--- start of QUOTED PASSAGE ---

Configuration#

Note

Support for full geographic meshes exists, however there is currently an issue with computing surface normals. Thus projected coordinate systems should only be used.

Note

Regardless of input coordinate system all input points are specified in latitude and longitude in WSG84.

Schema#

The config file is a JSON file. However, it does support C-style comments: // and /** **/ are both valid.

There are a few required sections: modules, meshes, forcing.

The general layout of a CHM config JSON file is

{
   "option":
   {
      "option_a": true,
      "option_b": 1234,
      ...
   },
   "modules":
   [
      "module1",
      "module2",
      ...
   ],
   "config":
   {
      "module1":
      {
         ...
      },

      ...
   }
   "meshes":
   {
      ...
   },
   "forcing":
   {
     ...
   },
   "output":
   {
      ...
   }
}

For every section, if a top-level key:value pair is found and the value contains “.json”, that file is loaded and inserted into this option. The key-value is not used, and may be anything. Key names are enclosed in quotes (” “). Although it tends to make more sense to arrange the keys in the shown order, the order does not matter (anywhere) and will be read correctly.

Warning

The modules key is an array and requires the use of [ ]

Warning

Do not prefix a number with zero (0). This is the octal prefix and it will cause the JSON parser to choke on lines that otherwise look fine.

Note

A user can specify a number as "5" or 5. Internally to CHM it will be converted to a numeric type. Thus, both are fine, however a non-string should be preferred. This is similar for "true" and true.

Note

Boolean types are case sensitive.

Sections#

option#

This section contains options for CHM and the simulation in general. This is a required section.

{
   "option":
   {
        "debug_level": "debug",
        "prj_name": "SnowCast",
        "startdate": "20180501T050000"

--- end of QUOTED PASSAGE ---
--- start of SUPPLIED DATA ---

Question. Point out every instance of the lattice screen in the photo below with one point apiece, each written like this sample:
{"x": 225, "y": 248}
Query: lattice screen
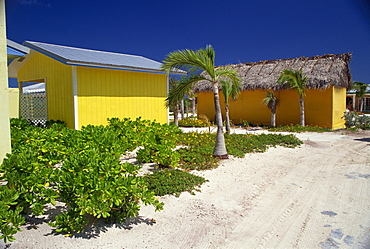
{"x": 33, "y": 107}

--- end of SUPPLIED DATA ---

# [TASK BRIEF]
Transcribe the full CHM configuration documentation above, reproducing every line precisely. The data shown here were drawn from a separate source.

# [FINAL RESULT]
Configuration#

Note

Support for full geographic meshes exists, however there is currently an issue with computing surface normals. Thus projected coordinate systems should only be used.

Note

Regardless of input coordinate system all input points are specified in latitude and longitude in WSG84.

Schema#

The config file is a JSON file. However, it does support C-style comments: // and /** **/ are both valid.

There are a few required sections: modules, meshes, forcing.

The general layout of a CHM config JSON file is

{
   "option":
   {
      "option_a": true,
      "option_b": 1234,
      ...
   },
   "modules":
   [
      "module1",
      "module2",
      ...
   ],
   "config":
   {
      "module1":
      {
         ...
      },

      ...
   }
   "meshes":
   {
      ...
   },
   "forcing":
   {
     ...
   },
   "output":
   {
      ...
   }
}

For every section, if a top-level key:value pair is found and the value contains “.json”, that file is loaded and inserted into this option. The key-value is not used, and may be anything. Key names are enclosed in quotes (” “). Although it tends to make more sense to arrange the keys in the shown order, the order does not matter (anywhere) and will be read correctly.

Warning

The modules key is an array and requires the use of [ ]

Warning

Do not prefix a number with zero (0). This is the octal prefix and it will cause the JSON parser to choke on lines that otherwise look fine.

Note

A user can specify a number as "5" or 5. Internally to CHM it will be converted to a numeric type. Thus, both are fine, however a non-string should be preferred. This is similar for "true" and true.

Note

Boolean types are case sensitive.

Sections#

option#

This section contains options for CHM and the simulation in general. This is a required section.

{
   "option":
   {
        "debug_level": "debug",
        "prj_name": "SnowCast",
        "startdate": "20180501T050000"